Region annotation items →

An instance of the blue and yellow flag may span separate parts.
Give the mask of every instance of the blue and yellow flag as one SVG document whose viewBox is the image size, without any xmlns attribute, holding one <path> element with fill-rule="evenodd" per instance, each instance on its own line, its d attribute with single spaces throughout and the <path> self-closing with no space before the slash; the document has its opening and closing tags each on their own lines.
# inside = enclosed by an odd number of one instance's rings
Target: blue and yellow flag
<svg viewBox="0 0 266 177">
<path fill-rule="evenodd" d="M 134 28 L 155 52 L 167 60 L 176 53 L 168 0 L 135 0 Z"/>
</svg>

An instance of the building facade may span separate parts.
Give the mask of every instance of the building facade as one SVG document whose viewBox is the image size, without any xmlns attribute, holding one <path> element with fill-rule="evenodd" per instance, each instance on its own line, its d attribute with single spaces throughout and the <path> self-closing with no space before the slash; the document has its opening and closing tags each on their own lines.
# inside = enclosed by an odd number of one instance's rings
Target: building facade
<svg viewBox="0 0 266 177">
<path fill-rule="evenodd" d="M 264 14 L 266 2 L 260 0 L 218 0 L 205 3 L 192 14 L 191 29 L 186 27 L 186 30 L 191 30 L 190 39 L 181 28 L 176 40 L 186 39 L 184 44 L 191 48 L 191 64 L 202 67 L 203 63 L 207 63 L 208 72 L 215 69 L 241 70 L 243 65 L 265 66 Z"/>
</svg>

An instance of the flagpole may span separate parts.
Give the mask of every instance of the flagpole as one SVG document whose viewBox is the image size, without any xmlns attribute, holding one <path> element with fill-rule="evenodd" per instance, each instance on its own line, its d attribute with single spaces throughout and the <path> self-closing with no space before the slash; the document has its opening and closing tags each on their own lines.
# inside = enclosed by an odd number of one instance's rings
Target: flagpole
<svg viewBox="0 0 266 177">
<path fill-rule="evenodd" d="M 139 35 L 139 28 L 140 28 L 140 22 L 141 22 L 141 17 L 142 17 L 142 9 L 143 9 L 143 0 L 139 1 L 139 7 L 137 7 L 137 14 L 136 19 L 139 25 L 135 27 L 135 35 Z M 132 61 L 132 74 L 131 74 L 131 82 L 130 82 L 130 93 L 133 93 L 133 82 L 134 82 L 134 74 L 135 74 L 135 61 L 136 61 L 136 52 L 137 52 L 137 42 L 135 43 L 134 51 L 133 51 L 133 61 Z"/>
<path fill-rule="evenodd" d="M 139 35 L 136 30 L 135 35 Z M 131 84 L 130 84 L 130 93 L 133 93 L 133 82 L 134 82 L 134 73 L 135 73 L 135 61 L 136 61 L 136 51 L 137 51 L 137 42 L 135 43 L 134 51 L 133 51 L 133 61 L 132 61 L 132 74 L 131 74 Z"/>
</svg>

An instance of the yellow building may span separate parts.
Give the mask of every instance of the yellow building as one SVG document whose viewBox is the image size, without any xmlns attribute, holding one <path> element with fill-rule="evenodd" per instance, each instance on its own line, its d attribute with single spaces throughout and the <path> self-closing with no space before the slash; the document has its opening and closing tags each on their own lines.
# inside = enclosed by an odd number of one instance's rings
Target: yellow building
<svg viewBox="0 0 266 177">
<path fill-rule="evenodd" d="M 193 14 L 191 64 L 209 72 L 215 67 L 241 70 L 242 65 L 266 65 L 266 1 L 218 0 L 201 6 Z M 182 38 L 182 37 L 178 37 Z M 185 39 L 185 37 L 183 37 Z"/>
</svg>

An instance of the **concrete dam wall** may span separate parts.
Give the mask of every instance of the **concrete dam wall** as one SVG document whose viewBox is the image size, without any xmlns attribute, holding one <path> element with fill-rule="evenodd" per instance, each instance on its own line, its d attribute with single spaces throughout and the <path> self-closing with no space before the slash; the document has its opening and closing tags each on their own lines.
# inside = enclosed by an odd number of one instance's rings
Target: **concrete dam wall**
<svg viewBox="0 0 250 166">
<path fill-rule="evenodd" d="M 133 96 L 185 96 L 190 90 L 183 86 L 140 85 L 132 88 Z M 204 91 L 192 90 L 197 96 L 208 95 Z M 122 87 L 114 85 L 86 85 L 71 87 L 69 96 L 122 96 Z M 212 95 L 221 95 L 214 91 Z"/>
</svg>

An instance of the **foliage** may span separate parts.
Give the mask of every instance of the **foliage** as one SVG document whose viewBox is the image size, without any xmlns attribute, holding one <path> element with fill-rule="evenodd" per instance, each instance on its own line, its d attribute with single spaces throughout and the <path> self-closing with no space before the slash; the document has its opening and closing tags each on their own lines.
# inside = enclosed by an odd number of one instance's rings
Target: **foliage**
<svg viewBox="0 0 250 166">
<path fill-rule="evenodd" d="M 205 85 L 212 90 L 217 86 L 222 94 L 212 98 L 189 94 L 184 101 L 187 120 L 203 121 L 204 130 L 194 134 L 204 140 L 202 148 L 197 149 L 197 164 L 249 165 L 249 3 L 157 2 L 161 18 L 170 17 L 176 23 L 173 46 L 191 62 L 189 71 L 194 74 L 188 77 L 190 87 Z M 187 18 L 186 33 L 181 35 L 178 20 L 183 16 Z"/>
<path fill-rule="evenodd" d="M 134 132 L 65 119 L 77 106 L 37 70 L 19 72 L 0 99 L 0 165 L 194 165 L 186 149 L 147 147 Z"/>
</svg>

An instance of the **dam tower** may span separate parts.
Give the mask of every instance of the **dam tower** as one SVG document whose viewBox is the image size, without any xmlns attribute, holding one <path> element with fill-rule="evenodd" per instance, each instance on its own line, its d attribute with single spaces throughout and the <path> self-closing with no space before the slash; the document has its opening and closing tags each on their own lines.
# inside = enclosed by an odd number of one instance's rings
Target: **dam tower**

INSTRUCTIONS TO FOLLOW → Your task is to transcribe the material exactly.

WRITTEN ANSWER →
An instance of the blue and yellow flag may span separate parts.
Give the mask of every instance of the blue and yellow flag as one SVG document whose viewBox is the image size, without any xmlns attribute, holding one <path> element with fill-rule="evenodd" per instance, each instance on its own line, its d attribute with single spaces throughout and the <path> self-closing with no space before the slash; the document has its opening and closing tags each on their own lines.
# inside = enclosed by an odd number of one instance's rings
Target: blue and yellow flag
<svg viewBox="0 0 266 177">
<path fill-rule="evenodd" d="M 134 28 L 155 52 L 167 60 L 176 53 L 168 0 L 135 0 Z"/>
</svg>

An instance of the building facade may span separate parts.
Give the mask of every instance of the building facade as one SVG document whose viewBox is the image size, without any xmlns attribute, holding one <path> element with fill-rule="evenodd" per instance, each instance on its own line, its d attribute with single spaces throughout and the <path> self-closing with no space before the slash; the document has its opening and closing tags each on their own lines.
# inside = enclosed by an odd number of one instance's rings
Target: building facade
<svg viewBox="0 0 266 177">
<path fill-rule="evenodd" d="M 264 14 L 266 2 L 260 0 L 218 0 L 205 3 L 192 14 L 191 29 L 186 27 L 186 30 L 191 30 L 190 39 L 181 28 L 176 40 L 186 39 L 184 44 L 191 48 L 191 64 L 202 67 L 203 63 L 207 63 L 208 72 L 215 69 L 241 70 L 243 65 L 265 66 Z"/>
</svg>

An instance of the flagpole may span separate parts.
Give the mask of every instance of the flagpole as one SVG document whose viewBox is the image size, without any xmlns attribute, holding one <path> element with fill-rule="evenodd" per instance, each instance on its own line, its d attribute with single spaces throughout and the <path> self-closing with no space before the slash; the document has its opening and closing tags each on their own lines.
# inside = enclosed by an odd number of one instance's rings
Target: flagpole
<svg viewBox="0 0 266 177">
<path fill-rule="evenodd" d="M 139 35 L 139 28 L 140 28 L 140 22 L 141 22 L 141 17 L 142 17 L 142 9 L 143 9 L 143 0 L 139 1 L 139 7 L 137 7 L 137 14 L 136 19 L 139 25 L 135 27 L 135 35 Z M 132 61 L 132 74 L 131 74 L 131 82 L 130 82 L 130 93 L 133 93 L 133 82 L 134 82 L 134 74 L 135 74 L 135 61 L 136 61 L 136 52 L 137 52 L 137 42 L 135 43 L 134 51 L 133 51 L 133 61 Z"/>
<path fill-rule="evenodd" d="M 139 35 L 136 30 L 135 35 Z M 131 84 L 130 84 L 130 93 L 133 93 L 133 82 L 134 82 L 134 73 L 135 73 L 135 61 L 136 61 L 136 51 L 137 51 L 137 42 L 135 43 L 134 51 L 133 51 L 133 61 L 132 61 L 132 74 L 131 74 Z"/>
</svg>

An instance of the yellow building may span separate parts.
Give the mask of every instance of the yellow building as one SVG document whose viewBox is the image size, without any xmlns attribute, holding one <path> element with fill-rule="evenodd" per instance, each instance on its own line, its d attribute with single spaces throughout and the <path> self-closing with no space before the slash; the document has its opening and closing tags each on their own lines.
# inside = enclosed by an odd number of one instance's rings
Target: yellow building
<svg viewBox="0 0 266 177">
<path fill-rule="evenodd" d="M 193 14 L 191 64 L 209 72 L 215 67 L 241 70 L 242 65 L 266 65 L 266 1 L 218 0 L 201 6 Z M 182 38 L 182 37 L 178 37 Z M 185 39 L 185 37 L 183 37 Z"/>
</svg>

An instance of the **concrete dam wall** may span separate parts.
Give the mask of every instance of the **concrete dam wall** as one SVG document whose viewBox is the image size, without any xmlns attribute, holding one <path> element with fill-rule="evenodd" per instance, each instance on its own line, its d attribute with single spaces throughout and the <path> self-closing with no space before the slash; the document has its opening and closing tags each on their own lines.
# inside = enclosed by an odd number of one instance's rings
Target: **concrete dam wall**
<svg viewBox="0 0 250 166">
<path fill-rule="evenodd" d="M 133 96 L 185 96 L 190 90 L 183 86 L 140 85 L 132 88 Z M 204 91 L 192 90 L 197 96 L 208 95 Z M 122 87 L 114 85 L 86 85 L 71 87 L 69 96 L 122 96 Z M 212 95 L 221 95 L 214 91 Z"/>
</svg>

An instance of the **foliage** may span separate parts.
Give the mask of every instance of the **foliage** as one SVG document whose viewBox is the image size, without any xmlns attribute, holding one <path> element with fill-rule="evenodd" per instance, each instance on its own line, its d attribute with single spaces throughout and the <path> self-closing with no space before the slash; the document has its opening and closing tags each on their own lines.
# inside = enclosed by an odd number of one instance's rings
Target: **foliage**
<svg viewBox="0 0 250 166">
<path fill-rule="evenodd" d="M 205 85 L 212 90 L 217 86 L 222 94 L 212 98 L 189 94 L 184 101 L 187 120 L 203 121 L 204 130 L 194 134 L 204 140 L 202 148 L 197 149 L 197 164 L 249 165 L 249 3 L 157 2 L 161 18 L 170 17 L 176 23 L 173 46 L 191 62 L 189 71 L 194 74 L 188 77 L 190 87 Z M 187 18 L 186 33 L 181 35 L 178 20 L 183 16 Z"/>
<path fill-rule="evenodd" d="M 134 132 L 65 119 L 77 106 L 37 70 L 19 72 L 0 99 L 0 165 L 194 165 L 186 149 L 147 147 Z"/>
</svg>

An instance of the **dam tower** may span separate parts.
Give the mask of every instance of the **dam tower** as one SVG document whose viewBox is the image size, without any xmlns attribute, holding one <path> element with fill-rule="evenodd" per instance, each instance on its own line, its d attribute with single spaces throughout and the <path> self-closing with no space before the slash; the document has its opening and closing tags each on their own lines.
# inside = enclosed by an odd number of one instance's rings
Target: **dam tower**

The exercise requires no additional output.